* DIRECTIONS
List every line below that contains the string "instance", treating uppercase and lowercase as different.

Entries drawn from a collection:
=-=-=-=-=
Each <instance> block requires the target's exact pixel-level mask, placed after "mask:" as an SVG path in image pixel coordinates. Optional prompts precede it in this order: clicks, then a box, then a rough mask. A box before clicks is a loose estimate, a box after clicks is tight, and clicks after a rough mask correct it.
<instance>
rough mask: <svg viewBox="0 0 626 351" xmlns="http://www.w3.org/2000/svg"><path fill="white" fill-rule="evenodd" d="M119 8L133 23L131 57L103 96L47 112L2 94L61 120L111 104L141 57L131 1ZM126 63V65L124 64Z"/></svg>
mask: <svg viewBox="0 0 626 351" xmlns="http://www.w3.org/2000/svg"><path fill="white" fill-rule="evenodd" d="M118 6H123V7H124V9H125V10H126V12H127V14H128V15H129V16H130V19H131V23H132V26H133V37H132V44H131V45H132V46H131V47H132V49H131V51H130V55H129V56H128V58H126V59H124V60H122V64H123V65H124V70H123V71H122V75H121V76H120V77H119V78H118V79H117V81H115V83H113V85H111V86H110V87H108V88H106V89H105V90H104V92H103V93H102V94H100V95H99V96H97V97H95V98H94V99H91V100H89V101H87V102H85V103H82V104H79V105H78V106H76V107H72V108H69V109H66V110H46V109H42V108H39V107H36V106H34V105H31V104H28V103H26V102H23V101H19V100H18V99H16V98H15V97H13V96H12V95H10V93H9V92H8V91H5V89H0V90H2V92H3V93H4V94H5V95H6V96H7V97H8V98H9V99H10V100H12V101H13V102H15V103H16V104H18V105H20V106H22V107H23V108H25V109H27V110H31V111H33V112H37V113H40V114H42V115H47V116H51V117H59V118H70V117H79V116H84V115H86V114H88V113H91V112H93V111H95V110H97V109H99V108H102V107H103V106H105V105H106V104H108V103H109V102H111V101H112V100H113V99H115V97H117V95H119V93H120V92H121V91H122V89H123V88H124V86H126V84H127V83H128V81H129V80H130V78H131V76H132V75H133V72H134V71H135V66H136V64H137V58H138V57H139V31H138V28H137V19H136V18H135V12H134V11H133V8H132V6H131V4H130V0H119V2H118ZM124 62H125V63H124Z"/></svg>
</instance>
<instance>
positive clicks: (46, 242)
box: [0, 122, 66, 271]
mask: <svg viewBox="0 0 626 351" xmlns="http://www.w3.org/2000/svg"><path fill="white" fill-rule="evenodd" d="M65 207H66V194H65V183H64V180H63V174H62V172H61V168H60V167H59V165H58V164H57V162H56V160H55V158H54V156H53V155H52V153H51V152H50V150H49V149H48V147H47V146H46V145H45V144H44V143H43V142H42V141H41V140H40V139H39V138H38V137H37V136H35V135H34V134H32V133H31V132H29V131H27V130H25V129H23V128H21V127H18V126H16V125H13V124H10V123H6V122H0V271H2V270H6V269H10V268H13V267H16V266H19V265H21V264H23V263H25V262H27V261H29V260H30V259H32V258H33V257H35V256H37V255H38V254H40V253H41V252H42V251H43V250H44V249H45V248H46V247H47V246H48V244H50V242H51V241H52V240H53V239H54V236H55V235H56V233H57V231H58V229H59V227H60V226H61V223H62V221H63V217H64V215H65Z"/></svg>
=-=-=-=-=
* OUTPUT
Each <instance> block requires the target's exact pixel-level mask, placed after "mask:" as an SVG path in image pixel coordinates. Optional prompts precede it in this order: clicks, then a box, then a rough mask. A box before clicks is a loose estimate, a box after clicks is tight, and clicks after a rough mask correct it.
<instance>
</instance>
<instance>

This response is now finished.